Can you continue the piece on pelvic floor exercises from the point where it stops?

## PASSAGE SHOWN
------------------------------------
Pelvic floor exercises - how can one exercise fit all?

Most magazine articles focus on advice to strengthen pelvic floor muscles (PFM) yet lack of strength is only one of the problems affecting this muscle group. It’s certainly not a case of ‘one size fits all’ with pelvic floor exercises (PFXs). When PFXs are indicated I need to know more about the specific muscle problem(s) in order to tailor a suitable program. Consider these different PFM problems, which require different treatment approaches.

Problem: A weak pelvic floor. When PFMs are weak due to chronic coughing, heavy lifting, poor posture, bowel straining, neurological disease or birth injury, the muscles lack tone and fail to lift and hold during activity. If PFMs fail to support the pelvic organs with activity (lifting, coughing) the ligaments supporting the pelvic organs will eventually lengthen and fail in their supporting role (like a piece of over stretched elastic). These women benefit through strength exercises for floor and core muscles, postural control, avoiding heavy lifting and bowel straining, jumping activity and over challenging exercise. A vaginal pessary support (used for prolapse) repositions the prolapsed organ(s) allowing PFMs to strengthen in their ‘lifted’, more anatomically normal position.
------------------------------------
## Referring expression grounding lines
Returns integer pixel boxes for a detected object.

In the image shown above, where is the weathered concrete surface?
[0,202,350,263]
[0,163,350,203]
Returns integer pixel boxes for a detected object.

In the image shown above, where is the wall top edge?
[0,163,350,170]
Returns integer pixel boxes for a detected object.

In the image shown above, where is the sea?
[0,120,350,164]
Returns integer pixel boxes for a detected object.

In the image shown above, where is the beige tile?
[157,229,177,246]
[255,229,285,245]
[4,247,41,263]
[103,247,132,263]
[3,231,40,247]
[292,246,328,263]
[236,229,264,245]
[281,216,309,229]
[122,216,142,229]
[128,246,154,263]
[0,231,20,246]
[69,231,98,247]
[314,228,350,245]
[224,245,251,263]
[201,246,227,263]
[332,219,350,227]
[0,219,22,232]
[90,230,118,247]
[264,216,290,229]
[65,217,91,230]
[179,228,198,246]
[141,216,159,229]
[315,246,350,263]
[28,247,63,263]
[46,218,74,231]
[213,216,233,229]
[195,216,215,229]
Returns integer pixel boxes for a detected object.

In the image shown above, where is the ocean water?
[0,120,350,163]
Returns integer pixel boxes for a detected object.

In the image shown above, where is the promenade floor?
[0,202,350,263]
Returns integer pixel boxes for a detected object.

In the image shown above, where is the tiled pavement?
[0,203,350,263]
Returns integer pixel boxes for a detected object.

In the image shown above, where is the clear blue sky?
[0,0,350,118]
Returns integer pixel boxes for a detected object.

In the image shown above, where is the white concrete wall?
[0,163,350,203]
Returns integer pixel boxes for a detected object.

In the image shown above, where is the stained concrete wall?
------------------------------------
## ANSWER BOX
Problem: A tight pelvic floor. When PFMs are too tight due to fear, stress and chronic tension or excessive exercise they also fail to control the bladder and bowel and are associated with pelvic and sexual pain. When women with tight PFMs repeat strength exercises, they are likely to develop painful muscle spasms. These women benefit from relaxation and breathing therapy, specific internal and external pelvic muscle releases, muscle stretches and learning to release and coordinate PFMs with other core and trunk muscles. Following pelvic surgery or birth trauma (poor positions, forced pushing, forceps), PFM tightness may be localized to one area in combination with generalized weakness. If post baby pelvic floor exercises are repeated obsessively, the muscles can become tight and stiff (tight muscles are weak muscles). Months or years of incontinence or pelvic pain can result in tight PFMs from constant tension secondary to the pain or fear or losing urine.

Problem: Uncoordinated pelvic floor/abdominal muscles. Some women [especially those with poor bladder control] use strong upper abdominal muscles during activity instead of automatically lifting the pelvic floor early. The action of sucking in the waist reinforces this pattern (in some women).  Automatically tightening the upper abdominal muscles first, increases intra-abdominal pressure, which the PFMs may fail to control. When the abdominal wall is tightened, the pelvic floor must lift simultaneously – this does not happen in many women with continence issues.

Women with uncoordinated pelvic floor and abdominal muscles benefit from specific training to find and use the pelvic floor/core action instead of the upper abdominals. These women typically cannot tighten their PFMs locally and use trunk or buttock muscle action instead. Upper abdominal strengthening exercises are avoided with this muscle problem.

Don’t settle for a generic exercise program, which may reinforce an incorrect muscle pattern. A women’s health physiotherapist will assess specific PFM problems and design an individual program based on the findings.